Provided text
This application is a national stage application of International Application No. PCT/JP2013/060613, filed Apr. 8, 2013, the content of which is incorporated by reference in its entirety.

FIELD OF THE INVENTION

The present invention relates to a buckling restrained brace that absorbs an exciting force due to an earthquake or the like, and a load-bearing structure provided with the buckling restrained brace.

BACKGROUND ART

In recent years, a buckling restrained brace has been adopted as an axial member used as a brace, for example, of a building or a bridge structure. In the buckling restrained brace, a core material receiving an axial force is restrained from an outer peripheral side by a steel tube and concrete or mortar. Therefore, the buckling restrained brace is prevented from out-of-plane deformation or buckling and deforms plastically, thereby enhancing aseismic and vibration control performances of the building or the bridge structure.

An example of a buckling restrained brace is disclosed in Patent Literature 1, where buckling strength of a core material is improved by a first reinforcing member and a second reinforcing member.

RELATED ART DOCUMENT

Patent Document

[Patent Literature 1]

Japanese Unexamined Patent Application, First Publication No. 2010-168865

DISCLOSURE OF THE INVENTION

Problems to be Solved by the Invention

The buckling restrained brace disclosed in Patent Literature 1 enables improvement in buckling strength. However, the buckling restrained brace has a very complex structure in which a reinforcing material is welded to the periphery of the core material, and furthermore, the reinforcing material welded to the periphery of the core material is covered with other reinforcing materials from the outside thereof, thus, the cost is high.

The present invention provides a buckling restrained brace which suppresses the cost increase and enables an improvement in yield strength and buckling strength, and a load-bearing structure provided with the buckling restrained brace.

Goals
1. List every heading in the patent text that is written entirely in capital letters.
2. Translate this sentence from the patent text into Spanish: "The present invention relates to a buckling restrained brace that absorbs an exciting force due to an earthquake or the like, and a load-bearing structure provided with the buckling restrained brace."
3. Extend the patent text on the buckling restrained brace, picking up after its final sentence.

Stored rows
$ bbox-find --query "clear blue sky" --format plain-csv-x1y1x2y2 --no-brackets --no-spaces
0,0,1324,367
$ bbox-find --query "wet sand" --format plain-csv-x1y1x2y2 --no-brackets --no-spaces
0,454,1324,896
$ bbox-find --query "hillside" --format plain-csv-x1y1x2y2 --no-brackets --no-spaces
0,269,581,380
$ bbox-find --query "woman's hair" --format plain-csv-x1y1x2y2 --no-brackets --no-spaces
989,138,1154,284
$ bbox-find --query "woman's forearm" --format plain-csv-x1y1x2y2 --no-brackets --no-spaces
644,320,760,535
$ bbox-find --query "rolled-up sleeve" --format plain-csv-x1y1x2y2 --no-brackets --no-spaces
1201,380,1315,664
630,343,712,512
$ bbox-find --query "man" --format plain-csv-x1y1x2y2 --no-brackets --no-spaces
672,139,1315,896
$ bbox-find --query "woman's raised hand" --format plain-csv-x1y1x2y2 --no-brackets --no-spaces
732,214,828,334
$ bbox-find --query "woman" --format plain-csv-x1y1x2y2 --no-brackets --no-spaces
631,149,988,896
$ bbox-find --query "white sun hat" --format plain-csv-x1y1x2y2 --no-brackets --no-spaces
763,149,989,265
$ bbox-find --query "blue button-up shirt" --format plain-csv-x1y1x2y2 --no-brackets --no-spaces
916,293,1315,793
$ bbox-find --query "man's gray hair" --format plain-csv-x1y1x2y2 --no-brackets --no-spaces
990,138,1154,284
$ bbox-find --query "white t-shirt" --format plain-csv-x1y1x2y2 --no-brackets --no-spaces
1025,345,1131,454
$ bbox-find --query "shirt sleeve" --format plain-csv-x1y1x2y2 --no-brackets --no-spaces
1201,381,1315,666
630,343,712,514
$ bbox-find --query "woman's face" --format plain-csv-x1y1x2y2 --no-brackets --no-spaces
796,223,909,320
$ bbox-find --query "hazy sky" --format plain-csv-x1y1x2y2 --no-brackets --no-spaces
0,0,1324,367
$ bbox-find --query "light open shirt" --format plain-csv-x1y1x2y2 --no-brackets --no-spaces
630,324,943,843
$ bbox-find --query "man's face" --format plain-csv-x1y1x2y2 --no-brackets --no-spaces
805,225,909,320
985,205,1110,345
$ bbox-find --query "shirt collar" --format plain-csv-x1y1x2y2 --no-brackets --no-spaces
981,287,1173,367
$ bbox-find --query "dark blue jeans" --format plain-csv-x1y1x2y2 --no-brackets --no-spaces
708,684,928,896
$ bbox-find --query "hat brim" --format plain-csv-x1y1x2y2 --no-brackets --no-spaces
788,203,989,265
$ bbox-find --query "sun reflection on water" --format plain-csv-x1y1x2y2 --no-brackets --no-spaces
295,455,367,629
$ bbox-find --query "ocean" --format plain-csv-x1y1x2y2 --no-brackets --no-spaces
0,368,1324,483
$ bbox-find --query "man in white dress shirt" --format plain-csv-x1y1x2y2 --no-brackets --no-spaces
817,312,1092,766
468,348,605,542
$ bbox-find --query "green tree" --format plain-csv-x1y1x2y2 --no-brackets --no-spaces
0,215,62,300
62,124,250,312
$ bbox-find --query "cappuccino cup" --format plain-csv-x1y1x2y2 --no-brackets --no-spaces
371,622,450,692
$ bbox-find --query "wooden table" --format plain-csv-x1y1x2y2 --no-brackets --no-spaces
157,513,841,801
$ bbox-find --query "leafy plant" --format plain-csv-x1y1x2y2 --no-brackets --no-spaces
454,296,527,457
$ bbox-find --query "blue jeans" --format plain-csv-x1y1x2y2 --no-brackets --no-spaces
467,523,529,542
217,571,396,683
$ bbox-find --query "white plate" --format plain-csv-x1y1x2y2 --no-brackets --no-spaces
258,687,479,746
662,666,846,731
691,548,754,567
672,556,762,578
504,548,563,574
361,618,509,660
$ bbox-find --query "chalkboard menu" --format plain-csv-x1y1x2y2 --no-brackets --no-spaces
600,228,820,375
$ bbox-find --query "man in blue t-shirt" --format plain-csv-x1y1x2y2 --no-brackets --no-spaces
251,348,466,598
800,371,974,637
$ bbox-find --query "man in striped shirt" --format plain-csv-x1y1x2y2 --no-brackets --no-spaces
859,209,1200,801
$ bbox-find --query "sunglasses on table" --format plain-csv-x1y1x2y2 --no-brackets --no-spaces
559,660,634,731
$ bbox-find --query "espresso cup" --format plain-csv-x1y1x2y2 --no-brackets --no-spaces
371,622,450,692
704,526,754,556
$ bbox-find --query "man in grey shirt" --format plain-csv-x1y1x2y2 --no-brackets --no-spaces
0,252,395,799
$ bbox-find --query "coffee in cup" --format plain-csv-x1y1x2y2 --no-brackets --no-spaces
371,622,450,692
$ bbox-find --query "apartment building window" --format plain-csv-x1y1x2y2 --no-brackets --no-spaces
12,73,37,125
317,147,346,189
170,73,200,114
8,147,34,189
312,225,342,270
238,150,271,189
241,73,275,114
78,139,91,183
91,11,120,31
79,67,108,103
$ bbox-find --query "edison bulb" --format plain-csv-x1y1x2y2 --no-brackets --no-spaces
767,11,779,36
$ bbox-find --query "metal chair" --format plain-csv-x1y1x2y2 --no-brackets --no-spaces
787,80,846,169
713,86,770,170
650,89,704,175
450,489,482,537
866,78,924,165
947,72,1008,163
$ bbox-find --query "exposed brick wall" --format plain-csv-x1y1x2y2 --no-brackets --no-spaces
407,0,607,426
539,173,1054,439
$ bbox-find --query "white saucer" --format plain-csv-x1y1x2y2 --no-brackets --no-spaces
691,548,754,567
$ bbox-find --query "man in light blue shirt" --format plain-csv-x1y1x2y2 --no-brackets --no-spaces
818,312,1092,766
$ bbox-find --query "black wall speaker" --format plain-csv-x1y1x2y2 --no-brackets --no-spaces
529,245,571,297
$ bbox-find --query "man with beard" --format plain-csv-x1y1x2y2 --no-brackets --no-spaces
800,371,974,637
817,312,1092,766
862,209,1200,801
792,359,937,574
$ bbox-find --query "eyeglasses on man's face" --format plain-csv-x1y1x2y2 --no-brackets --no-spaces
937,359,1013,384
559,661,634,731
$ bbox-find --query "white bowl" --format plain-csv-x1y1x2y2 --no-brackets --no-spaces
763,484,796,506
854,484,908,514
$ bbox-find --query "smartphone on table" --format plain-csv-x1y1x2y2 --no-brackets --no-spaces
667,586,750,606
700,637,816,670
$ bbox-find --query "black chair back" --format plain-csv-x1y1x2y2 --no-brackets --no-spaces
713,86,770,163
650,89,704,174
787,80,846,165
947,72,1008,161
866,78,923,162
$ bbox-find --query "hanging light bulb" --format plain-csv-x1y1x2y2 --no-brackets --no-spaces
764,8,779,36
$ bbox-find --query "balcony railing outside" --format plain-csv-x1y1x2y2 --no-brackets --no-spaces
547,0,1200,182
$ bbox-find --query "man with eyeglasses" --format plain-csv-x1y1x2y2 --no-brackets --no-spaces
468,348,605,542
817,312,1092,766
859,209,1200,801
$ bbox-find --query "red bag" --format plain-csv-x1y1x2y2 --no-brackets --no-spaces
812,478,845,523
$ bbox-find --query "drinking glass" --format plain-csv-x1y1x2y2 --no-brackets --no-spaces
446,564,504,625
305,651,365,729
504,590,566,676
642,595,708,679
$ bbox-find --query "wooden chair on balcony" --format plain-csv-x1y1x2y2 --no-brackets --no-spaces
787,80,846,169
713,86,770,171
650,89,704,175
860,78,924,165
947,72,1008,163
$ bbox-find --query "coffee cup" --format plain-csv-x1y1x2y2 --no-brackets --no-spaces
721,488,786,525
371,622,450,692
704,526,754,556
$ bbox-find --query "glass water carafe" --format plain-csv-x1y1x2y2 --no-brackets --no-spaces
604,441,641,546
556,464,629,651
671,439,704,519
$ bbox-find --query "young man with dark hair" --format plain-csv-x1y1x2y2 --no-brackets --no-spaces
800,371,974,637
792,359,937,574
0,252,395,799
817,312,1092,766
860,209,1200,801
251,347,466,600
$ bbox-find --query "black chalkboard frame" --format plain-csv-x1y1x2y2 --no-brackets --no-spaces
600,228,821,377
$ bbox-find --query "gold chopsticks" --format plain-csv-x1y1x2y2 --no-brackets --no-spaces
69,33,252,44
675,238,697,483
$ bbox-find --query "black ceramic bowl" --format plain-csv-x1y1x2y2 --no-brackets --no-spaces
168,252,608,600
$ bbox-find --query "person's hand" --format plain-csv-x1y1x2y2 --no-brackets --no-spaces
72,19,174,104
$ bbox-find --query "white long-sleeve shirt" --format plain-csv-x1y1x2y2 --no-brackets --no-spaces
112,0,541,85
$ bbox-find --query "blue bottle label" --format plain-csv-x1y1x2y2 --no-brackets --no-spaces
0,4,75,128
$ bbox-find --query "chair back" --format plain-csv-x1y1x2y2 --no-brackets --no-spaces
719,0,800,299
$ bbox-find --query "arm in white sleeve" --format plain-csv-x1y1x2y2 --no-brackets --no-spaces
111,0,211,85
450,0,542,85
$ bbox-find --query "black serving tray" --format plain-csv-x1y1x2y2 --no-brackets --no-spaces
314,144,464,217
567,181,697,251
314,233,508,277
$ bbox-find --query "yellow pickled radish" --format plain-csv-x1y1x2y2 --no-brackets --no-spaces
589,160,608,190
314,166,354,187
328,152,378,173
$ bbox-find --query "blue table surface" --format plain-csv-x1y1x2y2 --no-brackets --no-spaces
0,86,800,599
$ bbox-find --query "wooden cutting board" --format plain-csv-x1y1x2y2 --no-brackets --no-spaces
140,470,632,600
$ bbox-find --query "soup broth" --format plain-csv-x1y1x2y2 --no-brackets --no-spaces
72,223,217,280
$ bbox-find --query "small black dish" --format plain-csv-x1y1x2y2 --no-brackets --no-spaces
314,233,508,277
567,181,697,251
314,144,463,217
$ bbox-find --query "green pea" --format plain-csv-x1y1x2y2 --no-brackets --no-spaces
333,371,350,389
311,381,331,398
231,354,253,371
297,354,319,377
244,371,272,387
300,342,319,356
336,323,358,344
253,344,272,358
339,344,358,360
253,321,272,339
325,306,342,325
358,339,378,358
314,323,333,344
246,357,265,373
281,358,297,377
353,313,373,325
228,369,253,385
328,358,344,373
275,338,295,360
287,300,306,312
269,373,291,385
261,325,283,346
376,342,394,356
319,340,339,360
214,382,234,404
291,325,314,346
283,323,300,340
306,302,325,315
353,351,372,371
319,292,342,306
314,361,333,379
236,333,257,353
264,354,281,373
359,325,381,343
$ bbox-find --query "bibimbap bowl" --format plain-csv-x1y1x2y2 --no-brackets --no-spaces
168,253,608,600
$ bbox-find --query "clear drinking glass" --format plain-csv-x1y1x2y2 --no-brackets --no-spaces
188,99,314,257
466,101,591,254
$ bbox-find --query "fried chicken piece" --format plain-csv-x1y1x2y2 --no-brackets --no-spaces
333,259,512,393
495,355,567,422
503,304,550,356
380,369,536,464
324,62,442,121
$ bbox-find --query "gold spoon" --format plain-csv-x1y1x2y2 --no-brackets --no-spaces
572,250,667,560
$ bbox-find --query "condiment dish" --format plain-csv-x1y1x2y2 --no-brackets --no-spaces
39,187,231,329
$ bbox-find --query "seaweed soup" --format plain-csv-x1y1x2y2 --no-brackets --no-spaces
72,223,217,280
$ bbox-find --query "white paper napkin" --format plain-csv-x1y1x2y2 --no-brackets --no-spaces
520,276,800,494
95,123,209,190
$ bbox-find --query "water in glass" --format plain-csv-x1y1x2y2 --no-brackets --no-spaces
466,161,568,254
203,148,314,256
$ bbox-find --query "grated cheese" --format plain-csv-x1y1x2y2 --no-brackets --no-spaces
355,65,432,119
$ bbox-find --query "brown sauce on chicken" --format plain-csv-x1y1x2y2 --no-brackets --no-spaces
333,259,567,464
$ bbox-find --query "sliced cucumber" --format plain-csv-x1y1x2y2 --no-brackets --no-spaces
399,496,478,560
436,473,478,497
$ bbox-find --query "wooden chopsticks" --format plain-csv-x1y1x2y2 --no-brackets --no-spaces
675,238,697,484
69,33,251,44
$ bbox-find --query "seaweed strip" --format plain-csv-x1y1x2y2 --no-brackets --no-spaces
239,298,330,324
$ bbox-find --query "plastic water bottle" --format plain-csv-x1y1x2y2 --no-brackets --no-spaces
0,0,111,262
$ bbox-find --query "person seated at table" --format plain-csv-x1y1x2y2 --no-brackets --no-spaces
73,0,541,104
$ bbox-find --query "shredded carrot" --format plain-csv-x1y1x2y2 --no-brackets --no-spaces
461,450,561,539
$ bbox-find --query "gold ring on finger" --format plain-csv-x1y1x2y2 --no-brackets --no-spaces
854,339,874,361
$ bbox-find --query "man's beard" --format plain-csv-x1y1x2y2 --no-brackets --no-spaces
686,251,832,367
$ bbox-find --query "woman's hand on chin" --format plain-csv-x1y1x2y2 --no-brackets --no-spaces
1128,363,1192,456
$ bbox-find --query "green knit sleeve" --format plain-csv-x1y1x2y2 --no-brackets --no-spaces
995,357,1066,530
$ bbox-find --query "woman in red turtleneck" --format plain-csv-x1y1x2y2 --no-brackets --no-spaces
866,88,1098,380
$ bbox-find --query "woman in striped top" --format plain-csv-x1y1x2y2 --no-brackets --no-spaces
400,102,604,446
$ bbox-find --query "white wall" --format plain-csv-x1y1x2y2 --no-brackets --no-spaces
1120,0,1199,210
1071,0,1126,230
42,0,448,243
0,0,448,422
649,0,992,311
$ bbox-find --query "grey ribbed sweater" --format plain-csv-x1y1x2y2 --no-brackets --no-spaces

Expected outputs
1.
FIELD OF THE INVENTION
BACKGROUND ART
RELATED ART DOCUMENT
DISCLOSURE OF THE INVENTION

2. La presente invención se refiere a un arriostramiento de pandeo restringido que absorbe una fuerza de excitación debida a un terremoto o similar, y a una estructura portante provista del arriostramiento de pandeo restringido.

3.
Means for Solving the Problem

A buckling restrained brace according to a first aspect of the present invention includes a core material that extends along an axis and has a plate shape, a restraining member that extends along the axis and covers the core material from an outer peripheral side in a state where both end portions of the core material in an axis direction protrude outside, a filler that is filled between the restraining member and the core material, and a pair of first reinforcing members that each have a plate shape and are attached on both end portions of the core material in the axis direction so as to interpose the core material therebetween from both sides of the core material in a plate width direction.

According to the buckling restrained brace described above, the first reinforcing member is attached on the end portion of the core material. Therefore, the cross-sectional area at a position on the end portion side can be widened, and thus it is possible to improve the axial strength and the bending strength of the core material. Furthermore, it is sufficiently adequate to simply attach the plate-shaped first reinforcing member on the core material, and thus it is easy to manufacture.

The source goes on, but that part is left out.